> **GIVEN PASSAGE**
□ □ □ □ □

Look at this silly function:
$ cat small.c
unsigned f(unsigned a, unsigned *p) {
unsigned x = a/4;
p[0] = x;
p[1] = x+x;
return p[1] - 2*p[0];
}
GCC turns this into straightforward code and figures out the 0 return value:
shrl $2, %edi
movl %edi, (%rsi)
addl %edi, %edi
movl %edi, 4(%rsi)
movl $0, %eax
ret
LLVM optimizes the code:
$ clang -O -S -o- small.c -emit-llvm
define i32 @f(i32 %a, i32* nocapture %p) nounwind uwtable ssp {
entry:
%div = lshr i32 %a, 2
store i32 %div, i32* %p, align 4, !tbaa !0
%0 = lshr i32 %a, 1
%add = and i32 %0, 2147483646
%arrayidx1 = getelementptr inbounds i32* %p, i64 1
store i32 %add, i32* %arrayidx1, align 4, !tbaa !0
%1 = lshr i32 %a, 1
%mul = and i32 %1, 2147483646
%sub = sub i32 %add, %mul
ret i32 %sub
}
InstCombine has obfuscated 'x+x' so badly that it can't even recognize it itself. DAGCombine will eventually untangle the mess and figure out that the return value is 0, but that is too late. The loop optimization passes and scalar evolution don't get to see the simple 'x' and '2*x' expressions.
The problem is these transformations in InstCombineShifts.cpp:
// If we have ((X >>? C) << C), turn this into X & (-1 << C).
// (X >>? C1) << C2 --> X << (C2-C1) & (-1 << C2)
// (X >>? C1) << C2 --> X >>? (C1-C2) & (-1 << C2)
The shl instruction is just as much arithmetic as it is a bitwise logical instruction. It is used as the canonical form for x+x, 4*x etc. The transforms above turn an arithmetic expression into a purely logical expression, and it is very hard to recover the original arithmetic expression.

□ □ □ □ □

> **DATA RECORDS**
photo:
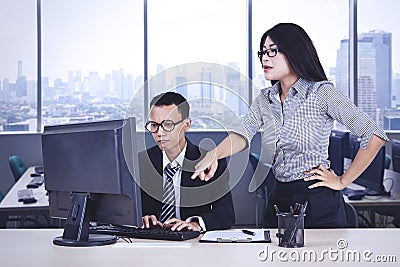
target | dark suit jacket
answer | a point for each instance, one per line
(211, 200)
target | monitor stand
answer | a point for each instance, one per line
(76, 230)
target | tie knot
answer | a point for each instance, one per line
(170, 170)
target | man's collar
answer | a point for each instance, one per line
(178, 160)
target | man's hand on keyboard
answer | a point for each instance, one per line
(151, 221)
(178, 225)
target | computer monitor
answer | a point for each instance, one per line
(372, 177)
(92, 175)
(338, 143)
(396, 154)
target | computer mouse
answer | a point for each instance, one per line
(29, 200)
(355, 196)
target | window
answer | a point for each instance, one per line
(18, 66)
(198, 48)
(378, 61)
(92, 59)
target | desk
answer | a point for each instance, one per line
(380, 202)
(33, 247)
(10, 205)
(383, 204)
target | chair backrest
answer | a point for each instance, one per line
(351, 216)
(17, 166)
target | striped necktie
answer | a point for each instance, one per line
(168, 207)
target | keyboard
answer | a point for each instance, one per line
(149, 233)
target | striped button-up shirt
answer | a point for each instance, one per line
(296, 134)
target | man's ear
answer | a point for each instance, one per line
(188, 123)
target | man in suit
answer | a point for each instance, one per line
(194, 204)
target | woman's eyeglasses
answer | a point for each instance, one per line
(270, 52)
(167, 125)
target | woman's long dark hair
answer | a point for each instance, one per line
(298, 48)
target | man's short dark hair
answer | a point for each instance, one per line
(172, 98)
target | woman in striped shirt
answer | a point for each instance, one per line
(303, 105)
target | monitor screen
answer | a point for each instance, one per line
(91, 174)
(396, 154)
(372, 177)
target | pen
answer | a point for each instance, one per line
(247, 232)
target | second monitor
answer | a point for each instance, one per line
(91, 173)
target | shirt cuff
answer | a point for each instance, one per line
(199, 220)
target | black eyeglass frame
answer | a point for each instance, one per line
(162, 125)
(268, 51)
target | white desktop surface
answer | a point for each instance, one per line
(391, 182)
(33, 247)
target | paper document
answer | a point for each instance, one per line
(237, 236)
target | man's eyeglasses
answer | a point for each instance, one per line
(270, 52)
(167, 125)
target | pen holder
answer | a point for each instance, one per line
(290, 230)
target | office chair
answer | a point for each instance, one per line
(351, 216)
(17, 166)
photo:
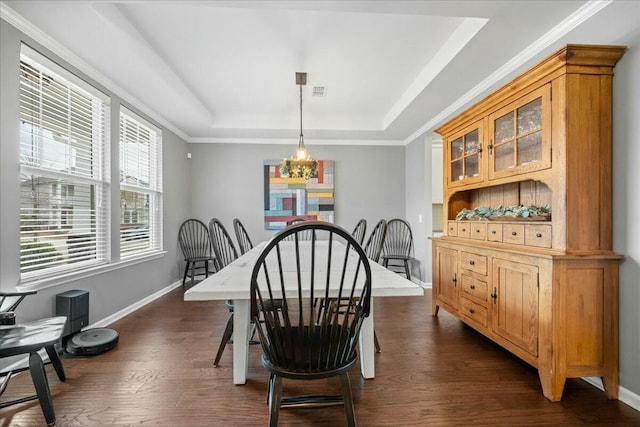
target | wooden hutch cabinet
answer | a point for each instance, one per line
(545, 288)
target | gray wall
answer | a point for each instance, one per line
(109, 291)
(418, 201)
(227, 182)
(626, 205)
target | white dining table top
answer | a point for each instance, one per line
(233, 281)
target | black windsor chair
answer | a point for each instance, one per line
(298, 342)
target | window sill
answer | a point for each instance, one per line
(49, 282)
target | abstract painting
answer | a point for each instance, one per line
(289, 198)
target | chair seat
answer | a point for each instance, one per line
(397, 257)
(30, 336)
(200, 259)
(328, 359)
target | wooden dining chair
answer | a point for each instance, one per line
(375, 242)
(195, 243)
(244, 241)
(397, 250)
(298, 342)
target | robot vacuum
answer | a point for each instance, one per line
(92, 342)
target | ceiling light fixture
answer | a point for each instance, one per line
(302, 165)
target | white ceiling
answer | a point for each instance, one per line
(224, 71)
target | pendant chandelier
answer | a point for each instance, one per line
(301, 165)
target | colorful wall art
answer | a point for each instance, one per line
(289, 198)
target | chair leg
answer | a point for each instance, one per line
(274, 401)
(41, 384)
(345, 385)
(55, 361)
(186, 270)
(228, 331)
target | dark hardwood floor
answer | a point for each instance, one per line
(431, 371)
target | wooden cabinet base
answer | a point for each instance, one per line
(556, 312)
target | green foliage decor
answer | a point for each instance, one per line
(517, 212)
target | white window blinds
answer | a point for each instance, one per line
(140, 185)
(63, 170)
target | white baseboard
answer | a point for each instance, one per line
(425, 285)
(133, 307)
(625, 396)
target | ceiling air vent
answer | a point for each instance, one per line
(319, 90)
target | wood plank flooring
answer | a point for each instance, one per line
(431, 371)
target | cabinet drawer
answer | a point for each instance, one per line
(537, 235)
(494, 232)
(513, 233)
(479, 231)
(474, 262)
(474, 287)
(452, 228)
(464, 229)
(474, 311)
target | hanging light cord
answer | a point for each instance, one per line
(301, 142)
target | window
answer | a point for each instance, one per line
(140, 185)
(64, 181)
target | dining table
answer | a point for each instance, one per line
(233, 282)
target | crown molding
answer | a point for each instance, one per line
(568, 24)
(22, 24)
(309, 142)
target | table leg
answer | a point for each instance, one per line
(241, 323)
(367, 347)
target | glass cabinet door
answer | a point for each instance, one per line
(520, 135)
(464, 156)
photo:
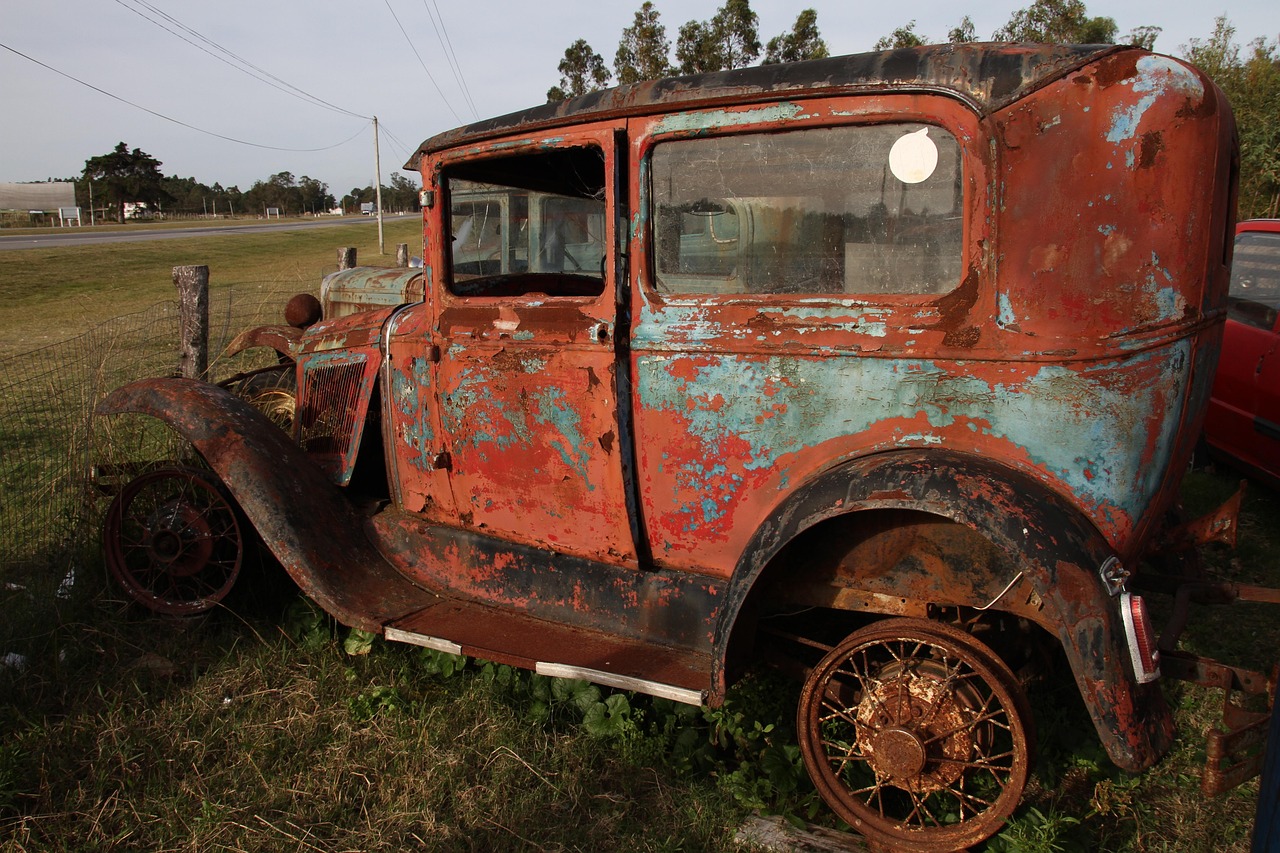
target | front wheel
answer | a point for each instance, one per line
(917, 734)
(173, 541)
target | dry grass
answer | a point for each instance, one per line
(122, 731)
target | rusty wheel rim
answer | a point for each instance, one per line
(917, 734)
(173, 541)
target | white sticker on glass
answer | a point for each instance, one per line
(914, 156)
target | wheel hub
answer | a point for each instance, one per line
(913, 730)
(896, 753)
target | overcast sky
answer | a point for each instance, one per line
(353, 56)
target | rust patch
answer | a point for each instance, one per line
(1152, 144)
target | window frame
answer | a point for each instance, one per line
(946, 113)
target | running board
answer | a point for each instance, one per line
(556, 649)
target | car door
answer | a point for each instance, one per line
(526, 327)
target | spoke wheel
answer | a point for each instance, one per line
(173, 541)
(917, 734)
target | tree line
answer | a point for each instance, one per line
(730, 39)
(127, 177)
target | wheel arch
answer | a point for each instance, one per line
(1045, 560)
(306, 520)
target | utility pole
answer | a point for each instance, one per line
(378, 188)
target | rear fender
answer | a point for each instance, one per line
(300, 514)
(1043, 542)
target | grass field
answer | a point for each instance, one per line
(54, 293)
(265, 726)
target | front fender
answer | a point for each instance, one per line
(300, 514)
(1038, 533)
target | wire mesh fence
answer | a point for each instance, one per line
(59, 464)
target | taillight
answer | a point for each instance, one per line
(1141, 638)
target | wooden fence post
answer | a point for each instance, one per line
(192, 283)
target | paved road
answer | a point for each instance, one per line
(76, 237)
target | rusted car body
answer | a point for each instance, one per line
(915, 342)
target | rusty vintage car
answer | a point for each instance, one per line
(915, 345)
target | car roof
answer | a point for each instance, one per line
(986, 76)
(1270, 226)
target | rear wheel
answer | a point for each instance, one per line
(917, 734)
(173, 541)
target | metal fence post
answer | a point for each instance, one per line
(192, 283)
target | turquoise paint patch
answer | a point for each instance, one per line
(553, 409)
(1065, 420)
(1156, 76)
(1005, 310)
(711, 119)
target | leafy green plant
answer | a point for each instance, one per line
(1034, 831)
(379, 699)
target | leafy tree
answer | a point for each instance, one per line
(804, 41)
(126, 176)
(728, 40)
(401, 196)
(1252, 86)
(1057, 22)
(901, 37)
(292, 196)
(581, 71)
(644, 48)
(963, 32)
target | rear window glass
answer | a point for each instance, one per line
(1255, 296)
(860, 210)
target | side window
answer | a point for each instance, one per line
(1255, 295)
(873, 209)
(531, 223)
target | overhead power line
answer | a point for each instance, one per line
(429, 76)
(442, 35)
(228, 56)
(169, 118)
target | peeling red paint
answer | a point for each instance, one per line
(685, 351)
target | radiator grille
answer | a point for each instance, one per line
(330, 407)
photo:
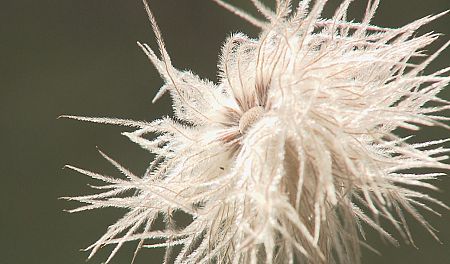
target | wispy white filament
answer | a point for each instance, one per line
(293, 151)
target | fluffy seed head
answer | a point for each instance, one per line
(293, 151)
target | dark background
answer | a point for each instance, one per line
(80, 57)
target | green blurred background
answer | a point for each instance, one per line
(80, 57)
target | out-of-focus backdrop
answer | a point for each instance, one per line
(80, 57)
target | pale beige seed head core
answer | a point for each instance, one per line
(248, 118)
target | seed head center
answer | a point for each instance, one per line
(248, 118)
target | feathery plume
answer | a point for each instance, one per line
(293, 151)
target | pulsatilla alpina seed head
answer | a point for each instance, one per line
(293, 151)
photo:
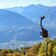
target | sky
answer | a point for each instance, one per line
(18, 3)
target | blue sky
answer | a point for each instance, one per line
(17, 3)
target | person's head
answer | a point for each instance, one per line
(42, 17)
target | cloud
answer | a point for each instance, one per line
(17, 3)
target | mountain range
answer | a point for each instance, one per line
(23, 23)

□ □ □ □ □

Recast the paragraph of the compiler passage that begins "InstCombine has obfuscated" as a short bulleted list, keeping its main facts.

> **WORKED SOLUTION**
- InstCombine obscures 'x+x' so badly that it cannot recognize the expression itself.
- DAGCombine eventually untangles it and finds the return value is 0, but only when it is too late.
- The loop optimization passes and scalar evolution never see the simple 'x' and '2*x' expressions.